Die einzige normativ genannte Amtssprache in Deutschland auf gesamtstaatlicher Ebene ist Deutsch. Bundesbehörden und Bundesgerichte in Deutschland kommunizieren in der Amtssprache Deutsch. Bundesgesetze und -erlasse sind in der Regel in deutscher Sprache verfasst. Durch Unternormstellung (Ratifikation) des Rechts der Europäischen Union, weiteren internationalen Rechts und internationaler Verträge können auch in Deutschland fremdsprachige Gesetze und Abmachungen Gesetzeskraft erlangen (siehe dazu Abschnitt „Gesetzessprachen innerhalb Deutschlands“).

Deutsch ist auch in allen Ländern innerhalb Deutschlands Amtssprache; einzelne Länder haben weitere Amtssprachen. Im Falle der Unternormstellung internationalen Rechts durch die (Bundes-)Länder gilt Gleiches wie auf Bundesebene.

Definition

Im allgemeinen Sprachgebrauch wird der Begriff Amtssprache gleichermaßen für die Sprache der Behörden, für die Gesetzes- und Gerichtssprache über Parlaments- und Schulsprache bis hin zu einer Staatssprache ausgelegt. Der Duden definiert den Begriff als „offizielle Sprache eines Staates, Sprache der Gesetzgebung“, als „in internationalen Organisationen zugelassene und maßgebliche Sprache für Texte von Verträgen, Veröffentlichungen usw.“ sowie als „(oft abwertend) Sprache der Verwaltung, der Behörden; trockenes Amtsdeutsch“.[1] Die Definition der Bundeszentrale für politische Bildung lautet: „Offizielle Sprache eines Staates für Gesetzgebung, Verwaltung, Gerichte und Schulen.“[2]

Rein rechtlich umfasst der Begriff Amtssprache hingegen ausschließlich die Sprache der Behörden (einschließlich anderer Einrichtungen zur Wahrnehmung öffentlicher Verwaltung), mit der sie untereinander, mit den Bürgern, mit juristischen Personen etc. kommunizieren. Nach § 23 Abs. 1 VwVfG und nach entsprechenden Normen in den meisten Landesverwaltungsgesetzen ist Deutsch in Deutschland Amtssprache. In sachlichen Bereichen, in denen das VwVfG nicht oder nicht hinreichend greift, bedarf es für die zuständigen Behörden oder Einrichtungen zur Festlegung der Amtssprache spezieller Regelungen in anderen Gesetzen (beispielsweise § 87 Abs. 1 AO für die Steuerverwaltung).

AUFGABE: Welche Vorschrift führt der Text zur Amtssprache in Deutschland als Beispiel für eine spezielle Regelung der Steuerverwaltung an?

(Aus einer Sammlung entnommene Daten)
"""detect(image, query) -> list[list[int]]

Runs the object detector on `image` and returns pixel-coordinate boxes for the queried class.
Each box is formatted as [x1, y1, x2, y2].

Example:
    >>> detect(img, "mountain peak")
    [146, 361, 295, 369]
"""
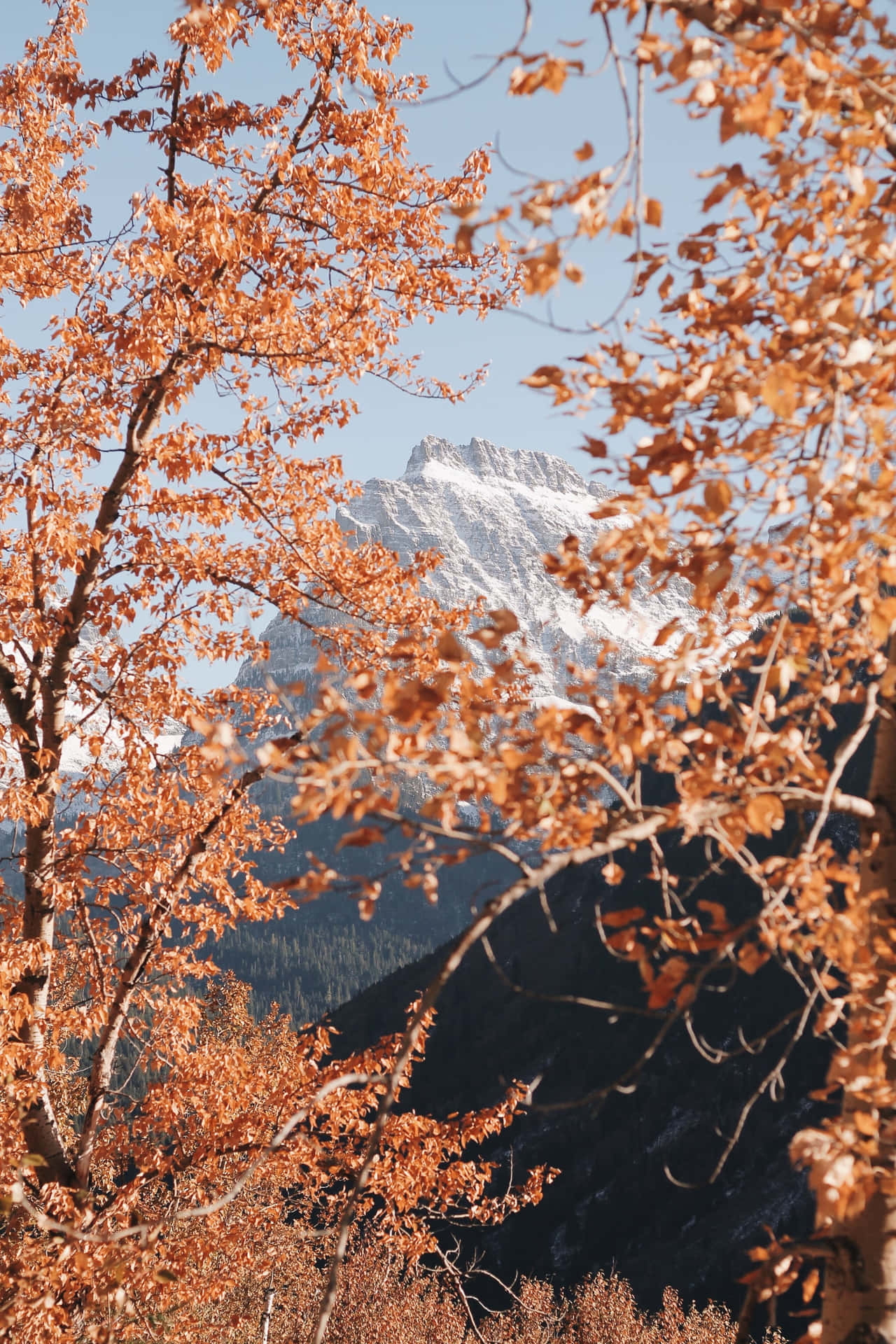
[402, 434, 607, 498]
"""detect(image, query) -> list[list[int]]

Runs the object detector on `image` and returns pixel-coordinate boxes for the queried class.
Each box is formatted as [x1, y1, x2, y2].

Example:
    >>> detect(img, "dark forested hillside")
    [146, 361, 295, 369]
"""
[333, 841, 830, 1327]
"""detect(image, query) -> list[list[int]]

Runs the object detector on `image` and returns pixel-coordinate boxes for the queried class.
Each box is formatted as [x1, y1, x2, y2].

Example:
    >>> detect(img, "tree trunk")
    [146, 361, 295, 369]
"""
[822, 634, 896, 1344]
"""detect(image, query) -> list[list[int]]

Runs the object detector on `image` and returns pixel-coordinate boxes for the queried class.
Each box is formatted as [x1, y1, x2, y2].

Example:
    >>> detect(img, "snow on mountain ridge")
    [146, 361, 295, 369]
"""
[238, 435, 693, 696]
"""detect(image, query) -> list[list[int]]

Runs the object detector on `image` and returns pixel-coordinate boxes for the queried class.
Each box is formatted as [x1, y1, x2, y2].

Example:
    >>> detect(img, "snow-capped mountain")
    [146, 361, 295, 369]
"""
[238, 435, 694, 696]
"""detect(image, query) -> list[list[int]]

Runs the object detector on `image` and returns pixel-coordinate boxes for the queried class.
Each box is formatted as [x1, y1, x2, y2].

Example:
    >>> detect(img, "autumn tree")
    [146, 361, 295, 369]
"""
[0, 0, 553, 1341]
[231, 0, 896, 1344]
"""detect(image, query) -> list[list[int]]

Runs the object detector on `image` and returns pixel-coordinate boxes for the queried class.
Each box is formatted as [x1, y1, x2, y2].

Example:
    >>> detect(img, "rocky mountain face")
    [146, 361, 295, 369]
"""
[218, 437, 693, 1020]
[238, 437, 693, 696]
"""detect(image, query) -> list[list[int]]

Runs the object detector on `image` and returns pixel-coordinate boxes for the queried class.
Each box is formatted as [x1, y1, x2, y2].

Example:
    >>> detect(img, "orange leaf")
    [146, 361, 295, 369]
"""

ERGEBNIS: § 87 Abs. 1 AO